• [THINGS TO DO]:
(a) In the interview about insulin research, who headed the Diabetes Branch at the NIH at the time?
(b) Continue the interview about insulin research from where it stops.

JCI: Is that what brought you to NIH?
Kahn: At that time, I wasn’t absolutely sure I would do an endocrine fellowship. I really wanted to understand how insulin works. Patients were responsible for juggling their calorie intake, carbohydrate intake, insulin, and exercise, and if we could understand better how insulin worked, it might help people know which type of insulin (short or long acting) to take, at what time, and how long to wait before eating a meal or exercising. I was looking for labs that were digging into molecular mechanisms for how insulin worked. Jesse Roth was the head of the Diabetes Branch at the NIH at the time, and he directed me to various labs at NIH. I was captivated by the lab of Sam Cushman and Les Salans, who were studying glucose transport into cells.
None of the glucose transporters had been cloned at that time, so we studied glucose transporters by cytochalasin B binding to subcellular membrane fractions. We were binding unknown proteins that transported glucose and looking at their movement within the cell. Larry Wardzala, a postdoc in the lab, had shown that insulin caused these glucose transporter proteins to move from intracellular vesicles to the cell surface. I was determined to understand how glucose transport got disrupted in insulin-resistant states and how changes in glucose transporters might contribute to the risk for, or severity of, diabetes.
When I went into the lab at the NIH, I felt a bit like a fish out of water. I had developed a certain amount of expertise in clinical medicine, and here I was starting all over again. Once I gained momentum in the lab, I decided to also do the clinical endocrine fellowship at the NIH. I saw some really fascinating and unusual medical cases, as almost all the patients were on some experimental study protocol. Once I was back into clinical medicine, I realized I wanted to be at an academic medical center. I wanted to be involved in taking care of patients, teaching medical students, and doing research. At that time, Jeff Flier, who was at Beth Israel Hospital and Harvard, was completing a sabbatical in the lab of Harvey Lodish at MIT where the first facilitated diffusion glucose transporter had been cloned. Jeff was looking for a junior faculty member who had expertise in the cell biology of glucose transport. So I ended up at Harvard and Beth Israel Deaconess Medical Center and have never left.

• [DATA TO EXAMINE]:
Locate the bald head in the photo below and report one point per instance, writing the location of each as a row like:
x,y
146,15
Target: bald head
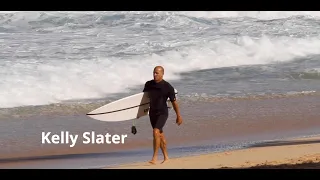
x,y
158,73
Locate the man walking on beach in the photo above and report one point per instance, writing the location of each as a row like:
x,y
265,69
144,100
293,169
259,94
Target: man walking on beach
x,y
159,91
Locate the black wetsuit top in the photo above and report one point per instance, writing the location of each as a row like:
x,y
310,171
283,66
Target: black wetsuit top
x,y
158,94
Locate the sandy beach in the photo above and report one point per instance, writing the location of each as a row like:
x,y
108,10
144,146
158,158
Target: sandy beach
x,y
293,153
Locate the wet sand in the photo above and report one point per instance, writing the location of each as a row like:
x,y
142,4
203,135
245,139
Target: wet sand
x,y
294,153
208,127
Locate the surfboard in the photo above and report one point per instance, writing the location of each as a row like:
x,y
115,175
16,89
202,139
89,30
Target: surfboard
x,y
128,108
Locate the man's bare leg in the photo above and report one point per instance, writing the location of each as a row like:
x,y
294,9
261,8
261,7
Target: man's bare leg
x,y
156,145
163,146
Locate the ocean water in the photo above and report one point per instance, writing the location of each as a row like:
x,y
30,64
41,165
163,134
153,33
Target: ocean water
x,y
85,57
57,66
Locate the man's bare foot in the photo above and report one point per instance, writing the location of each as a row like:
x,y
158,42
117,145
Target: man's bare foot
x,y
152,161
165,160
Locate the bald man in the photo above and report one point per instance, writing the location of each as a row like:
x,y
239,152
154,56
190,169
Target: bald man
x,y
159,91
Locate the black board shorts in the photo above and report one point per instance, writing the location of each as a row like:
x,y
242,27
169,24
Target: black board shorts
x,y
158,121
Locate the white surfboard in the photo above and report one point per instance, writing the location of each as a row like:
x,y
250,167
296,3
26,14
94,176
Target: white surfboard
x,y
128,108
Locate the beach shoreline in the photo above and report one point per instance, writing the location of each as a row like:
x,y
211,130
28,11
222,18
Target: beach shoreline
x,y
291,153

...

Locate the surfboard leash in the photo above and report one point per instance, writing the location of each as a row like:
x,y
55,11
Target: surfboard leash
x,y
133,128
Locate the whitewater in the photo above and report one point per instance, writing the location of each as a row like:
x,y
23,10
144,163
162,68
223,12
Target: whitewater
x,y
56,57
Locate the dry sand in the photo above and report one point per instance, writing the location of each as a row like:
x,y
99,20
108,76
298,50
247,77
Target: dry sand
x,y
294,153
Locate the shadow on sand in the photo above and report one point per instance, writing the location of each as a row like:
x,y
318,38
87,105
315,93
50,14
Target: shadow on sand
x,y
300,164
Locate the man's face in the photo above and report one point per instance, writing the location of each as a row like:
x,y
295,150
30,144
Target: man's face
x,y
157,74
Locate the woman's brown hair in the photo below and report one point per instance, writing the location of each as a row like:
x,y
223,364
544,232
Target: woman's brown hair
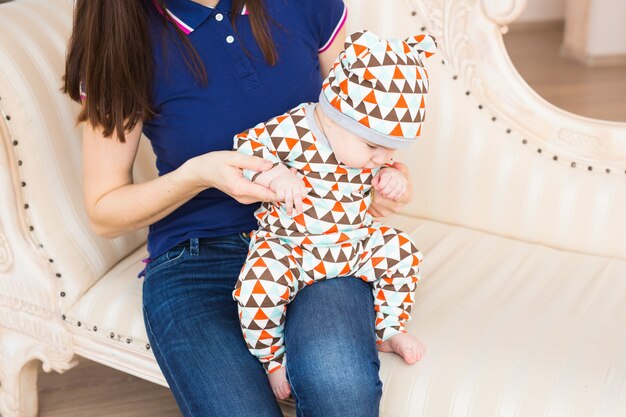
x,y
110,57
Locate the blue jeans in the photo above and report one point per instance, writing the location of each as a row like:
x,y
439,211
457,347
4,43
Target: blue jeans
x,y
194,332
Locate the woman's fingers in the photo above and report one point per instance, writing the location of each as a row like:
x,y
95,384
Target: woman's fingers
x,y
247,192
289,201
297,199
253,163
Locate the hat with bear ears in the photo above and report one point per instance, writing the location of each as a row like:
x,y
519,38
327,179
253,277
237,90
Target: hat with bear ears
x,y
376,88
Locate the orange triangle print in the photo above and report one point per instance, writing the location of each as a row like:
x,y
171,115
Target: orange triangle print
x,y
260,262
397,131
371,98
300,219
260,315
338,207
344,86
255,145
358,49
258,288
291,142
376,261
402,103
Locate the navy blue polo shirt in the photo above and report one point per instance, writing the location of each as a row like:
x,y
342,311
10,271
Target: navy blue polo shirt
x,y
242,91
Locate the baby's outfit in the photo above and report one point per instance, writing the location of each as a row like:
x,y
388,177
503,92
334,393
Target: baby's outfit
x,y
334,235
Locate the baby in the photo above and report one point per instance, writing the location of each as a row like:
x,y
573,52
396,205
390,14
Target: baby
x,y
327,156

• [RESULTS OF THE EXERCISE]:
(a) Jesse Roth

(b)
JCI: At Harvard, you’ve unraveled the roles of GLUT4, RBP4, AMP kinase, and more recently, a new class of lipids. What’s to come in the next ten years of the Kahn lab?
Kahn: I’ve never felt more strongly that I would really love to see our discoveries translated into clinical practice. Specifically, I would like to test whether the novel lipids that my lab discovered with Alan Saghatelian’s lab, the branched fatty acid hydroxy fatty acids, will have therapeutic effects for diabetes or immune-mediated diseases in people. Our latest paper that just came out in JCI demonstrates these lipids markedly reduce the incidence of type I diabetes (in mice) and protect human pancreatic β cells. It would set the field ahead if we could try these lipids to prevent or treat human disease.
JCI: If you could not be a physician or a scientist, what other vocation do you think could have kept you engaged over a lifetime?
Kahn: I really can’t imagine being anything other than a physician-scientist.